(Rows from a pointing dataset)

==========

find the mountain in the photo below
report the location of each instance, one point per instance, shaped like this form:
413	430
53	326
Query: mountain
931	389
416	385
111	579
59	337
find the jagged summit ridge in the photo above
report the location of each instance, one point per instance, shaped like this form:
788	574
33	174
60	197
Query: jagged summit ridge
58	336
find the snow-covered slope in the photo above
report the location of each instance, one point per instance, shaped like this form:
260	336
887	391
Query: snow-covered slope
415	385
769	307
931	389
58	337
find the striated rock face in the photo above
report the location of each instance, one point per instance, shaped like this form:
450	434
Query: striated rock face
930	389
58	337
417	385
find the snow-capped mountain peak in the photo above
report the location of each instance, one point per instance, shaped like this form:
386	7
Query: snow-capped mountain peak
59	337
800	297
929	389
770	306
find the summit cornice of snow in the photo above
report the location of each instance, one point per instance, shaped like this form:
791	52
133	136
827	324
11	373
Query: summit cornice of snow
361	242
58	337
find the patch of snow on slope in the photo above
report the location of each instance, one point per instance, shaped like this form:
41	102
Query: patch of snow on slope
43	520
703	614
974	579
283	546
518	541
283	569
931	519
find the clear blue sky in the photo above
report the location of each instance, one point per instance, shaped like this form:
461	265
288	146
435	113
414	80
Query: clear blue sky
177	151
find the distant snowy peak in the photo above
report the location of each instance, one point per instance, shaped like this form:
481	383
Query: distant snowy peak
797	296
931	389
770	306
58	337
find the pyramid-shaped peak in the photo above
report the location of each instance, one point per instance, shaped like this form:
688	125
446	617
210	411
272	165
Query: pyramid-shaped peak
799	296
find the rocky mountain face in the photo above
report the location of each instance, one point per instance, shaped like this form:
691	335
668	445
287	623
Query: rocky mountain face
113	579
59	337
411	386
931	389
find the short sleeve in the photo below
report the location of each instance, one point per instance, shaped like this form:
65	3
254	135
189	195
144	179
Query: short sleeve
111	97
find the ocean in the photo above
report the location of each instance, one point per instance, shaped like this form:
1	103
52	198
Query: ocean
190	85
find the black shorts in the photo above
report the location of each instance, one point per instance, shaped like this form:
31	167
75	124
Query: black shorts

==========

**Task requirements**
Only those lines running from the one containing "find the pyramid-shaped" through the last line of the data above are to be copied, exactly, with both ends included.

**Solution to this problem**
find the pyramid-shaped peak in the photo above
report the location of each instance, one point per instance, shaped like this form:
688	125
446	617
210	411
272	165
Query: pyramid-shaped peak
799	296
find the rocky mountain face in the photo above
report the location of each instance, one point per instance, shaped like this form:
691	335
668	445
287	623
Query: rocky mountain face
113	579
59	337
411	386
931	389
find the short sleeve in the photo below
report the location of each instance, one point per instance, shaped like this form:
65	3
254	135
189	195
144	179
Query: short sleeve
111	97
find the ocean in the photo above
report the location of each instance, one point per instance, shaped like this form:
1	103
52	198
Query: ocean
190	85
find the black shorts in the photo above
report the location of each instance, one point per instance, shaped like this form:
31	167
75	124
Query: black shorts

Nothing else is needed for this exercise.